(Given request) Reproduce, word for word, every line starting at the line that contains "Tag the picture" and ending with the final line of the entries.

(Supplied information)

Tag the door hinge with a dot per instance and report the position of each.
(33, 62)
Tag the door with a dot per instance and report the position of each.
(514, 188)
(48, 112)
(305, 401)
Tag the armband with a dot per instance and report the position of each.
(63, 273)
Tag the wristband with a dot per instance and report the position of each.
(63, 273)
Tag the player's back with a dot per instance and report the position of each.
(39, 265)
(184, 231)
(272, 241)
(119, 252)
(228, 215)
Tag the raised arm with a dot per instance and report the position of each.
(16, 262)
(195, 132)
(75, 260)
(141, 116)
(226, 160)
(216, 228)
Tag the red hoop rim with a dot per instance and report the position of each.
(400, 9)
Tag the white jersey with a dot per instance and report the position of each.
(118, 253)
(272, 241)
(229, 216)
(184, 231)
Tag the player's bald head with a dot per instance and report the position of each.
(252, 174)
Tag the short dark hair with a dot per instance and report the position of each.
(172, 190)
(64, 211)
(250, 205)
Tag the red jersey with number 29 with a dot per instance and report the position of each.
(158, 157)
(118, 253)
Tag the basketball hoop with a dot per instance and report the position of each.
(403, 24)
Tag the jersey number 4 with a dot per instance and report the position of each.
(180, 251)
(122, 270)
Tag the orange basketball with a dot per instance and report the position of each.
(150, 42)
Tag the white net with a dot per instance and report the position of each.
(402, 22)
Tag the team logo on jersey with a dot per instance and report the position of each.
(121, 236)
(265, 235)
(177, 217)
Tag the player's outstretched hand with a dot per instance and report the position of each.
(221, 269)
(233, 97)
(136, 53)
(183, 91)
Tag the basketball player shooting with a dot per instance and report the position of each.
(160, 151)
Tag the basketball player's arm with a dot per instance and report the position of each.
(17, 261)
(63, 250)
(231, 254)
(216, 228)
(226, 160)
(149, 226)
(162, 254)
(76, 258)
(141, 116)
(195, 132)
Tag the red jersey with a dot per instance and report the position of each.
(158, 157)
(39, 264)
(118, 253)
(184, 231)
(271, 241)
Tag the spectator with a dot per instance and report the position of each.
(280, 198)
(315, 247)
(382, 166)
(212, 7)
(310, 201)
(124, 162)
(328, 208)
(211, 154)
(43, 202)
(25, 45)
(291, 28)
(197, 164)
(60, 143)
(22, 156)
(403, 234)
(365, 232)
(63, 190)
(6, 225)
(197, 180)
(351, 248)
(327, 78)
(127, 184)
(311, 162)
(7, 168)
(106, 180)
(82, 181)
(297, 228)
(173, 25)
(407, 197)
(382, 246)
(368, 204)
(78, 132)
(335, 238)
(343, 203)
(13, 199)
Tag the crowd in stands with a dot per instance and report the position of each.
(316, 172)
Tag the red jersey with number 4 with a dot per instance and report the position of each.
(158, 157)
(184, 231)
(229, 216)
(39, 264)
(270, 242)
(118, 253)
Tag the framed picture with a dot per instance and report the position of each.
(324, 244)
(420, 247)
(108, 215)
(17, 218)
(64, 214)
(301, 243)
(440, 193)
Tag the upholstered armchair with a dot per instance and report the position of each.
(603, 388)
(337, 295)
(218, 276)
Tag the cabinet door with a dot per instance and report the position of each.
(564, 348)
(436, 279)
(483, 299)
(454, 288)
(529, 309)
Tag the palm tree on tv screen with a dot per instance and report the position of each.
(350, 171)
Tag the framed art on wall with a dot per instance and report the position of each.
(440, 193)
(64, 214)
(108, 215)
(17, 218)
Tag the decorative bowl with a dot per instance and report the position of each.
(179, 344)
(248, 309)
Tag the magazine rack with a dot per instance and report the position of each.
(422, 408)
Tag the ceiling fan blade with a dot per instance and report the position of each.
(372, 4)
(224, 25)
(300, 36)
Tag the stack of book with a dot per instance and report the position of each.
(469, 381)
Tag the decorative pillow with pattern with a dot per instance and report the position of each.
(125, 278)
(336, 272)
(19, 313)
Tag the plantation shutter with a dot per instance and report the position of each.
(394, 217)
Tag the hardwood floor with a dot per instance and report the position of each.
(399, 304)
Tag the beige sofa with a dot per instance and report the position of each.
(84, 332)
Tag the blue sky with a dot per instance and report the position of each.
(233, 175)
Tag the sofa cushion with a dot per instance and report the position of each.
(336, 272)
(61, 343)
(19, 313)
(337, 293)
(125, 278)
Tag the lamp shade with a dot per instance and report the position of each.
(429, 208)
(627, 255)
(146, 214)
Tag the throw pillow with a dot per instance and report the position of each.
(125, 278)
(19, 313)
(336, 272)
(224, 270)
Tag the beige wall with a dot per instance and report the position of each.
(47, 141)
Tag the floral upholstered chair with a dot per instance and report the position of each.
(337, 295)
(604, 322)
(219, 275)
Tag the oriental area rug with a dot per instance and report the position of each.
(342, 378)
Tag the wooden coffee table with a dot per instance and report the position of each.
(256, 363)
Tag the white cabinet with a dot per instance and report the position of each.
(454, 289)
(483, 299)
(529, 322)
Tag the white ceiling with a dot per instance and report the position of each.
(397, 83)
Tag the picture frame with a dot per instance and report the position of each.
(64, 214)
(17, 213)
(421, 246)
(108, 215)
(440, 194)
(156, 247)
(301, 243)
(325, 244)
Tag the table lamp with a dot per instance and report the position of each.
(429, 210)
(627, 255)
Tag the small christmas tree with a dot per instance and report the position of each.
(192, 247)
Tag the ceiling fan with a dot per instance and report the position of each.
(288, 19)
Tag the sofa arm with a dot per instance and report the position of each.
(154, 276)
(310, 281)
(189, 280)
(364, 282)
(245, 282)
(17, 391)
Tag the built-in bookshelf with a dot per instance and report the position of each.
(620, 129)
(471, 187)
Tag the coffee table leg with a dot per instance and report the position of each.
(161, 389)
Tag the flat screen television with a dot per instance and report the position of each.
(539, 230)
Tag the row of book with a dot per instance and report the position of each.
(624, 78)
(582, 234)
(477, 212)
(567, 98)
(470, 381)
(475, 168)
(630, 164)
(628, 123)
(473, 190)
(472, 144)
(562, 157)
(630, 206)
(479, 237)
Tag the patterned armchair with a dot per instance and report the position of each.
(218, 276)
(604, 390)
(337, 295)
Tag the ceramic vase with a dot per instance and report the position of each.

(Response)
Tag the picture frame with a dot per instance and report the position of each.
(64, 214)
(17, 213)
(421, 246)
(108, 215)
(440, 194)
(156, 247)
(301, 243)
(325, 244)
Tag the table lamp with a dot per instance and report the position of each.
(429, 210)
(627, 255)
Tag the small christmas tree with a dot per instance and report the position of each.
(192, 247)
Tag the ceiling fan with a dot per instance and report the position of each.
(288, 19)
Tag the sofa arm with a dot per instance and report the position of each.
(154, 276)
(310, 281)
(189, 280)
(364, 282)
(245, 282)
(17, 391)
Tag the built-in bookshelf with a dot per instance and report the position of each.
(620, 129)
(471, 187)
Tag the coffee table leg with a dot per instance and report the position of each.
(161, 389)
Tag the flat screen television with a dot per instance and report the position of each.
(539, 230)
Tag the row of book with a dot per instance and report the position of each.
(624, 78)
(582, 234)
(477, 212)
(567, 98)
(470, 381)
(475, 168)
(630, 164)
(628, 123)
(473, 190)
(472, 144)
(562, 157)
(630, 206)
(479, 237)
Tag the patterned armchair with a dot per instance and report the position of each.
(218, 276)
(604, 390)
(337, 295)
Tag the ceramic vase with a dot per instance and report the position of each.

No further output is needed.